(TANTANGAN)
A. Salin bagian teks tanya jawab tentang madzab, dari "Umat Islam secara" sampai "mereka disebut muqallid.", tanpa mengubah satu kata pun.
B. Dalam teks tanya jawab tentang madzab, apa sebutan bagi orang awam yang hanya mampu melaksanakan apa yang telah disarikan oleh seorang mujtahid?
C. Lanjutkan teks tanya jawab tentang madzab, dimulai sesudah kalimat terakhir yang tercantum.

(SUMBER)
····················

Pertanyaan
Assalamu’alaikum wrwb Ustadz Kami mohon penjelasan tentang pengambilan madzab dalam masalah fiqih. Misal saya pake syafii, sejauh apa dan bolehkah sekaligus memggunakan madzab lain. (Member Manis 🅰2⃣8⃣)
Jawaban
Oleh: Ustadz Slamet Setiawan
و عليكم السلام و رحمة الله و بركاته
Allah berfirman:
فسألوا أهل الذكر إن كنتم لا تعلمون
“maka tanyakanlah terhadap beberapa orang yang berilmu jika kamu tidak mengetahui” (Qs. Al Anbia : 7)
Umat Islam secara umum terbagi menjadi dua golongan, yakni golongan alim dan golongan awam. Dimana kedua golongan tersebut mempunyai kewajiban yang sama untuk melaksanakan ajaran Islam dengan benar sesuai yang disyariatkan Allah kepada hamba-Nya. Disini golongan alim memiliki kemampuan untuk mendalami dan memahami syariat Islam dengan benar dan juga mampu menyimpulkan apa yang diinginkan oleh Islam itu sendiri. Mereka disebut sebagai mujtahid. Sedangkan orang awam hanya mampu melaksanakan apa yang telah disarikan oleh seorang mujtahid, sehingga mereka disebut muqallid.

····················

(DAFTAR BUTIR)

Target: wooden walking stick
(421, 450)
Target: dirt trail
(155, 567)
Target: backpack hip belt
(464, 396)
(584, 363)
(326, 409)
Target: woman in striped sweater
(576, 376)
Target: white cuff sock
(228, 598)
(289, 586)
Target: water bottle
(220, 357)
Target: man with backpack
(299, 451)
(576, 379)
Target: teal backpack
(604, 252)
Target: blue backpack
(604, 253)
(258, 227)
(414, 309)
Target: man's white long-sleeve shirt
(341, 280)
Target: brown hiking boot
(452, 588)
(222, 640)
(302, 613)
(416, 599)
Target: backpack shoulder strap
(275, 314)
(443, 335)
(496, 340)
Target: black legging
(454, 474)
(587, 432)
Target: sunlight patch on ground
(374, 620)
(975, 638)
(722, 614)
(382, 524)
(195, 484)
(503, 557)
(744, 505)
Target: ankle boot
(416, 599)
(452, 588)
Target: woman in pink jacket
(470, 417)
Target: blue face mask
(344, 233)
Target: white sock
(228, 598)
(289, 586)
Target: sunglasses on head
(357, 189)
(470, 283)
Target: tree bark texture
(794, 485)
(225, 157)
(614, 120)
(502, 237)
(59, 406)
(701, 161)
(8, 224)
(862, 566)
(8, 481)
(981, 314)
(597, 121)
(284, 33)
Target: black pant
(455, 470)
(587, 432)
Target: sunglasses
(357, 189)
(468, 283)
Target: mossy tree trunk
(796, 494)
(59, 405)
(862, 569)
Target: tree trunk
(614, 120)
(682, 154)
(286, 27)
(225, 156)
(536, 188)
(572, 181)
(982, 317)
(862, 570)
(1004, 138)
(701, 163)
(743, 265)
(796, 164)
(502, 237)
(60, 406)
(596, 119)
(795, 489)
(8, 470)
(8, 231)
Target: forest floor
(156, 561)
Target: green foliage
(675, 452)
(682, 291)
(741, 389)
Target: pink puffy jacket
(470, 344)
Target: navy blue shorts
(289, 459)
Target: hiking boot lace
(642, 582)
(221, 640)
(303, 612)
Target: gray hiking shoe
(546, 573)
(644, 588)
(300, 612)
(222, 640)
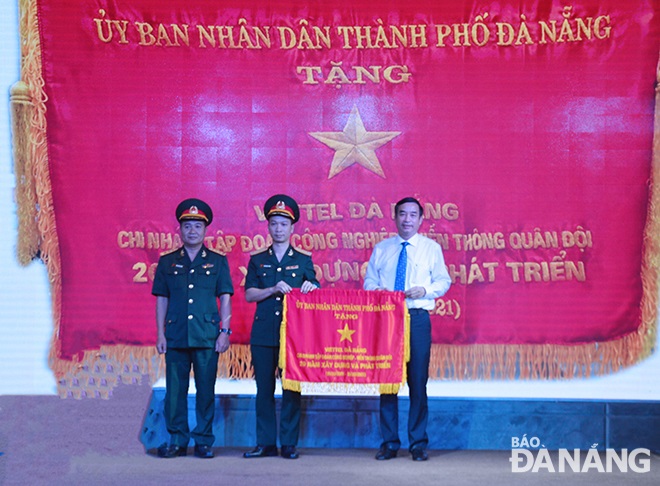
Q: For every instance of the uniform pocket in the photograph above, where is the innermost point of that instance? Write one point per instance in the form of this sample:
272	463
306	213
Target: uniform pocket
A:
170	327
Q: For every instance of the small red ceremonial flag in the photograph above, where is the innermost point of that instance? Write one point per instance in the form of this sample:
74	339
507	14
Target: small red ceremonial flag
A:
344	336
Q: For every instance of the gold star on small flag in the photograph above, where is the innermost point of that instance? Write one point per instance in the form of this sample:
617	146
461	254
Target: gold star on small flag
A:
354	145
346	334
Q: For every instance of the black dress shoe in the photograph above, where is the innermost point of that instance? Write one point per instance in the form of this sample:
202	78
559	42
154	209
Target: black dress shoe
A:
290	452
419	455
261	451
169	451
203	451
385	453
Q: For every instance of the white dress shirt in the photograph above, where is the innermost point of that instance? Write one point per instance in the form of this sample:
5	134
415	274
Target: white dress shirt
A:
425	268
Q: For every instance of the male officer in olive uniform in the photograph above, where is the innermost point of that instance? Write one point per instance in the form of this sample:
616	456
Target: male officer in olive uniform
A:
191	328
271	274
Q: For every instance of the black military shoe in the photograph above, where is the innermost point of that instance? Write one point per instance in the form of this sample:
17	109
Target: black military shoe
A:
204	451
385	453
261	451
419	455
169	450
290	452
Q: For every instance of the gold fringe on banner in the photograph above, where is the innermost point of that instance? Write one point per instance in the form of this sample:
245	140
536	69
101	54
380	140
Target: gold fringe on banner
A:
96	372
22	111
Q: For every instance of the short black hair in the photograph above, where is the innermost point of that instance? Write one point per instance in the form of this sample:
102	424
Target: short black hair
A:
407	200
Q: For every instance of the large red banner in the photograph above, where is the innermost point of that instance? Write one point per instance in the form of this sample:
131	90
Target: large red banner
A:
525	128
344	336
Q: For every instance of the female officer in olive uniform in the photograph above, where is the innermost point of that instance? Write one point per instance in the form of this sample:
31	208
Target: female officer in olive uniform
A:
191	329
271	274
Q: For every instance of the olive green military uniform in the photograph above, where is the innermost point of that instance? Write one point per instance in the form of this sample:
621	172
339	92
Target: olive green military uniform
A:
264	271
192	326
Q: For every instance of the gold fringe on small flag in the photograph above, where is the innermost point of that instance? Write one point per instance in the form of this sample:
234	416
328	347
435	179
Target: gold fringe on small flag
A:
393	388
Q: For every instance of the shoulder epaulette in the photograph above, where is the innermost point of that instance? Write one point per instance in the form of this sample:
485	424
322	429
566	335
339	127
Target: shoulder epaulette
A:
168	252
257	252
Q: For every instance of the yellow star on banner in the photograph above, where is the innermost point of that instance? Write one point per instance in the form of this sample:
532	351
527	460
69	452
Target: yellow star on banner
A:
355	145
346	334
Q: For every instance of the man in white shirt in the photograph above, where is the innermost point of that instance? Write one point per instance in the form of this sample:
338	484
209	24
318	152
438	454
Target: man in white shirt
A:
414	264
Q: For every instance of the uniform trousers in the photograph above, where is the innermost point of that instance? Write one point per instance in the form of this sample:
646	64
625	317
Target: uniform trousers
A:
418	375
204	362
265	363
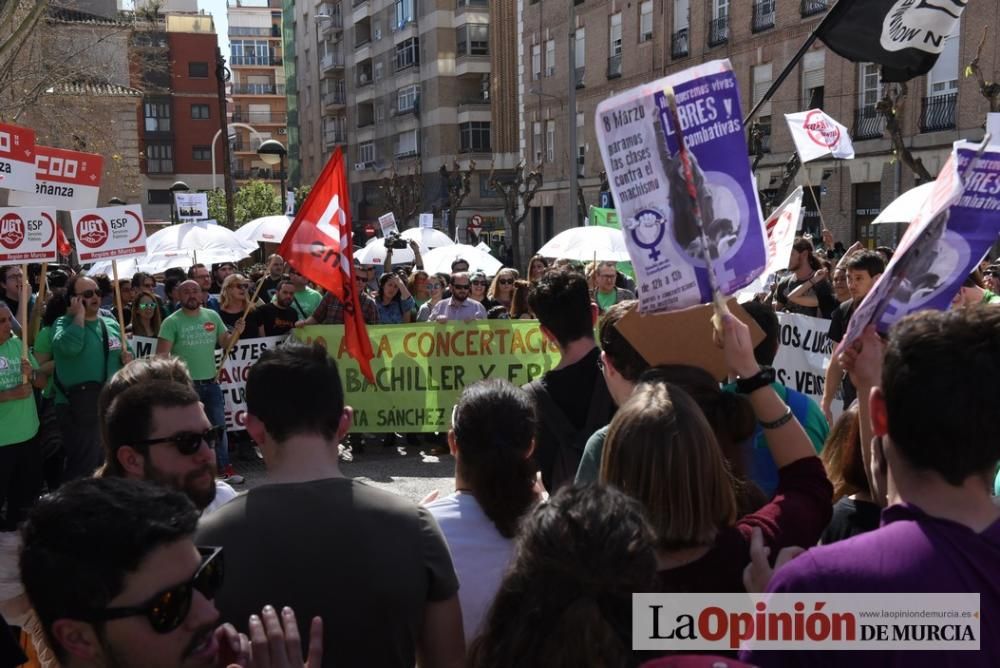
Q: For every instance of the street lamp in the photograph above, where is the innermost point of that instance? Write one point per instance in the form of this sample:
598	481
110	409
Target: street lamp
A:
273	153
177	187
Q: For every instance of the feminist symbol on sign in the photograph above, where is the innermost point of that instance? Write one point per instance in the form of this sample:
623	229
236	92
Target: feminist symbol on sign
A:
648	218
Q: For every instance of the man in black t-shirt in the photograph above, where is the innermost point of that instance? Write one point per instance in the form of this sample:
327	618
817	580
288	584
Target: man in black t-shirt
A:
278	317
572	400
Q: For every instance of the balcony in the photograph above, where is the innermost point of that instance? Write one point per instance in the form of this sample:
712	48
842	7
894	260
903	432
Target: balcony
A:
260	117
718	31
938	112
812	7
763	16
615	66
256	61
868	123
679	44
259	89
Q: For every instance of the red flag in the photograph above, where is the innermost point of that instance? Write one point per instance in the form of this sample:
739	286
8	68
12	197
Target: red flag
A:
62	243
318	245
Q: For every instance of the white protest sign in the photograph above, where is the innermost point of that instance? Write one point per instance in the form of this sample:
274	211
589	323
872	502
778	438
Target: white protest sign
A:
192	206
804	353
114	232
387	223
27	234
65	180
816	134
666	240
17	157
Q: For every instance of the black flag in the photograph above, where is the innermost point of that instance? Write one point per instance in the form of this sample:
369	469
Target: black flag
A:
905	37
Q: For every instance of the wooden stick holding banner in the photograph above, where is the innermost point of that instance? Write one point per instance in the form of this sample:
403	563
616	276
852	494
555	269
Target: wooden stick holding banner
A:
233	339
118	299
718	300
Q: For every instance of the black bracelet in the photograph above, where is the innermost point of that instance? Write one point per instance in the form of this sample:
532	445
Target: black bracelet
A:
780	422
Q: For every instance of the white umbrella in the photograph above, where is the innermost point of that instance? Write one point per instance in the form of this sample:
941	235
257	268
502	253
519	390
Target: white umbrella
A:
906	207
440	259
427	237
585	244
269	229
203	239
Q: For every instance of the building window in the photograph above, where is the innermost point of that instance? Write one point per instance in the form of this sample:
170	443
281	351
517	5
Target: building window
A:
646	21
813	75
406	144
473	39
408	53
404	13
159	159
475	137
406	98
615	35
366	152
157	115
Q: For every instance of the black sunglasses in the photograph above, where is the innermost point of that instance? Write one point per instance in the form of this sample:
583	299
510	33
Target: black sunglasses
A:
187	443
169	608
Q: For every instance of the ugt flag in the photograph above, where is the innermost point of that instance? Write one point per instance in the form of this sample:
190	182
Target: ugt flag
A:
318	244
815	135
905	37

····················

(JAWABAN PER TUGAS)
A.
Umat Islam secara umum terbagi menjadi dua golongan, yakni golongan alim dan golongan awam. Dimana kedua golongan tersebut mempunyai kewajiban yang sama untuk melaksanakan ajaran Islam dengan benar sesuai yang disyariatkan Allah kepada hamba-Nya. Disini golongan alim memiliki kemampuan untuk mendalami dan memahami syariat Islam dengan benar dan juga mampu menyimpulkan apa yang diinginkan oleh Islam itu sendiri. Mereka disebut sebagai mujtahid. Sedangkan orang awam hanya mampu melaksanakan apa yang telah disarikan oleh seorang mujtahid, sehingga mereka disebut muqallid.

B. Mereka disebut muqallid.

C.
Untuk beberapa mujtahid, dengan kapabilitas yang mereka punyai, mereka bisa menggali hukum sendiri dari Al-Quran serta Hadis bahkan juga untuk mereka tak bisa mengikuti pendapat orang lain. Sedang untuk orang awam begitu berat untuk mereka mengerti serta mengambil hukum dari Al Quran serta hadist secara langsung. Jadi bermazhab semata-mata untuk mempermudah mereka mengikuti ajaran agama dengan benar, karena mereka tak perlu lagi mencari tiap-tiap persoalan dari sumber aslinya yakni al-Qur’an, hadist, ijma’ dan lain-lain, tetapi mereka cukup membaca ringkasan tata cara melaksanakan ibadah dari mazhab-mazhab itu. Dapat dipikirkan bagaimana sulitnya beragama untuk orang awam, apabila mesti mempelajari semua ajaran agamanya lewat Al Qur’an dan hadist. Begitu beratnya beragama apabila kebanyakan orang mesti berijtihad. Serta banyak bidang yang menjadi kebutuhan manusia bakal tidak terurus bila seandainya tiap-tiap manusia berkewajiban untuk berijtihad, lantaran untuk memenuhi kriteria ijtihad itu pasti menggunakan waktu yang lama dalam mendalaminya.
Taqlid dalam perbandingan lain bisa kita ibaratkan dengan konsumsi makanan siap saji yang sudah di masak oleh ahlinya. Apabila kita mau memasaknya sendiri sudah pasti kita mesti terlebih dulu mempersiapkan beberapa bahan makanan itu serta mesti mempelajari beberapa cara memasaknya dan juga mesti memiliki pengalaman dalam memasak. Hal semacam ini sudah pasti memerlukan waktu bahkan juga terkadang hasil yang didapat tak memuaskan, tidak menjadi makanan yang lezat. Demikian pula dalam taqlid, sudah pasti ia harus lebih dulu kita pelajari serta menguasai kriteria ijtihad. Mungkin lantaran kapabilitas yang masih kurang, hukum yang dihasilkan juga adalah hukum yang fasid.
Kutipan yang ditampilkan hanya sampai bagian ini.